» SELECTED PASSAGE
Oh my angels. Oh my friends.
It’s Sunday evening, and I had a bit too much summer today. The tiny heatstroke headache that comes after two spritzes, 5 hours of sun, and a moment where I realized I didn’t eat lunch.
But, I’m lying under a soft white sheet. The window is open, I hear kids playing soccer in the piazza outside. I still smell like sunscreen and my lips still taste like saltwater. My hair is in a loose bun, because I am preserving these beach waves for as long as humanely possible.
We have taken his advice. We are officially writing by the sea. Writing on the Riviera. It’s kind of giving the season 2 premiere of Emily In Paris where she ends up going to Cannes alone. And it’s making me think - are we in the premiere or in the finale? Or are they really just one in the same?
Well, I’ll be honest with everyone. I had a really hard time leaving Rome last week. A really hard time. I walked up and down my favourite tree lined street one too many times. And I gave everyone at the bakery one too many hugs.
“Emily! What are we going to do without you for a month?” The owner asks me.
I really don’t know, I tell him. But mostly, I don’t know what I’m going to do without them.
“I’ll text you.” Our friend in the bodycon dress tells me as we hug for the 11th time.
“Everyday. So it’s like nothing has changed.” I’ve ordered my iced latte to go, and have my baguette in bag. That baguette and straw bag have been the focal point of many photoshoots.

Boundary annotation records:
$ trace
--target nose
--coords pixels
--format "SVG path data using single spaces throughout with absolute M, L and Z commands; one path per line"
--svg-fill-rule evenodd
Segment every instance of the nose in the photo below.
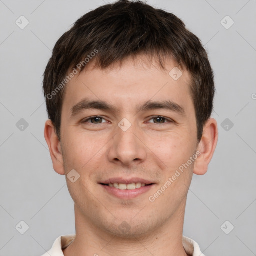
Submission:
M 138 164 L 146 158 L 146 146 L 142 132 L 135 124 L 126 131 L 118 126 L 108 152 L 110 162 L 126 166 Z

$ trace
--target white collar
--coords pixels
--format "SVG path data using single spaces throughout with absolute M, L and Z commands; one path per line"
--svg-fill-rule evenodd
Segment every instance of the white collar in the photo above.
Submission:
M 74 240 L 76 234 L 58 237 L 52 248 L 42 256 L 64 256 L 62 250 L 68 247 Z M 205 256 L 201 252 L 198 244 L 190 238 L 183 236 L 183 246 L 187 254 L 191 256 Z

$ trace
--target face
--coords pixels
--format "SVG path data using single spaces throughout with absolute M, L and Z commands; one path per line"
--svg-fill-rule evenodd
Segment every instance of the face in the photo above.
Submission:
M 76 214 L 123 236 L 184 212 L 198 146 L 189 73 L 174 80 L 175 62 L 164 71 L 140 58 L 104 70 L 88 66 L 67 86 L 62 114 L 66 174 L 80 175 L 66 179 Z

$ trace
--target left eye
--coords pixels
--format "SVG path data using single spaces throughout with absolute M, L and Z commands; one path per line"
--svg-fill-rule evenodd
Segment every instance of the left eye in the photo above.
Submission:
M 156 120 L 156 122 L 157 122 L 157 123 L 154 122 L 154 124 L 164 124 L 165 122 L 166 122 L 166 121 L 167 121 L 167 122 L 168 121 L 168 120 L 166 118 L 163 118 L 162 116 L 159 116 L 152 118 L 150 119 L 150 120 Z M 170 122 L 170 121 L 168 121 L 168 122 Z
M 104 120 L 104 119 L 100 116 L 93 116 L 92 118 L 90 118 L 84 121 L 82 121 L 82 122 L 88 122 L 88 120 L 95 120 L 95 122 L 91 122 L 90 124 L 102 124 L 102 122 L 100 122 L 100 120 Z

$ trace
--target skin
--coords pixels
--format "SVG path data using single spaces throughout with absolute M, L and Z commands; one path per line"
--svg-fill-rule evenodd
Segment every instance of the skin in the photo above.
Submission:
M 74 183 L 66 178 L 74 202 L 76 236 L 64 253 L 186 256 L 182 237 L 187 194 L 193 173 L 207 172 L 218 141 L 216 122 L 208 120 L 198 143 L 190 74 L 183 70 L 182 76 L 174 80 L 169 72 L 177 65 L 172 60 L 166 62 L 166 70 L 144 56 L 103 70 L 91 62 L 66 86 L 61 142 L 52 122 L 47 120 L 45 126 L 55 171 L 66 176 L 75 170 L 80 176 Z M 71 118 L 73 106 L 85 98 L 111 103 L 119 112 L 84 110 Z M 149 100 L 171 100 L 184 108 L 185 114 L 164 109 L 136 111 L 136 105 Z M 96 116 L 103 119 L 82 122 Z M 166 119 L 154 118 L 158 116 Z M 118 126 L 124 118 L 132 124 L 126 132 Z M 200 156 L 150 202 L 149 196 L 198 151 Z M 99 184 L 113 177 L 140 178 L 155 184 L 134 198 L 123 200 Z M 128 232 L 118 228 L 124 222 L 130 227 Z

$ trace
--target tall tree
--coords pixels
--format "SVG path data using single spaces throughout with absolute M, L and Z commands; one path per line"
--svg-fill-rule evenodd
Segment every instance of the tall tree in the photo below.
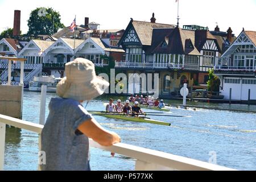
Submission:
M 13 28 L 9 28 L 6 30 L 4 30 L 0 34 L 0 40 L 2 38 L 6 38 L 13 35 Z
M 53 24 L 54 33 L 64 27 L 60 22 L 60 13 L 51 7 L 38 7 L 32 10 L 27 22 L 29 35 L 52 35 Z

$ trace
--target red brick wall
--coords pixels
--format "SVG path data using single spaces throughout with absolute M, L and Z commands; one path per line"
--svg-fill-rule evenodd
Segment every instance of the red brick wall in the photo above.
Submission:
M 198 82 L 199 84 L 203 84 L 204 82 L 204 76 L 208 75 L 207 73 L 199 73 L 198 76 Z
M 110 56 L 114 58 L 114 60 L 121 61 L 123 59 L 124 53 L 121 52 L 112 52 L 110 53 Z

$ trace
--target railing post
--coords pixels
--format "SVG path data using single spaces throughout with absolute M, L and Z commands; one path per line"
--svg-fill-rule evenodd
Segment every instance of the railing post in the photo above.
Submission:
M 47 86 L 42 85 L 41 88 L 41 101 L 40 103 L 39 124 L 44 125 L 46 119 L 46 104 Z
M 231 100 L 232 100 L 232 89 L 230 88 L 229 89 L 229 104 L 231 104 Z
M 250 105 L 250 96 L 251 95 L 251 89 L 248 90 L 248 105 Z
M 6 124 L 0 122 L 0 171 L 3 171 L 5 163 Z

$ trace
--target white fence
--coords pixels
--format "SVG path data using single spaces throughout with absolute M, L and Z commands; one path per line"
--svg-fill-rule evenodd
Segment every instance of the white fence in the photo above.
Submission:
M 43 126 L 41 125 L 0 114 L 0 170 L 3 169 L 6 124 L 38 134 L 40 134 L 43 128 Z M 110 147 L 103 147 L 90 139 L 90 145 L 93 147 L 136 159 L 135 170 L 234 170 L 204 162 L 122 143 L 117 143 Z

» YOUR GOAL
Write out the section of the Riviera passage that begins with the words containing "We have taken" and ends with "owner asks me.", reproducing it word for word.

» ANSWER TO THIS PROBLEM
We have taken his advice. We are officially writing by the sea. Writing on the Riviera. It’s kind of giving the season 2 premiere of Emily In Paris where she ends up going to Cannes alone. And it’s making me think - are we in the premiere or in the finale? Or are they really just one in the same?
Well, I’ll be honest with everyone. I had a really hard time leaving Rome last week. A really hard time. I walked up and down my favourite tree lined street one too many times. And I gave everyone at the bakery one too many hugs.
“Emily! What are we going to do without you for a month?” The owner asks me.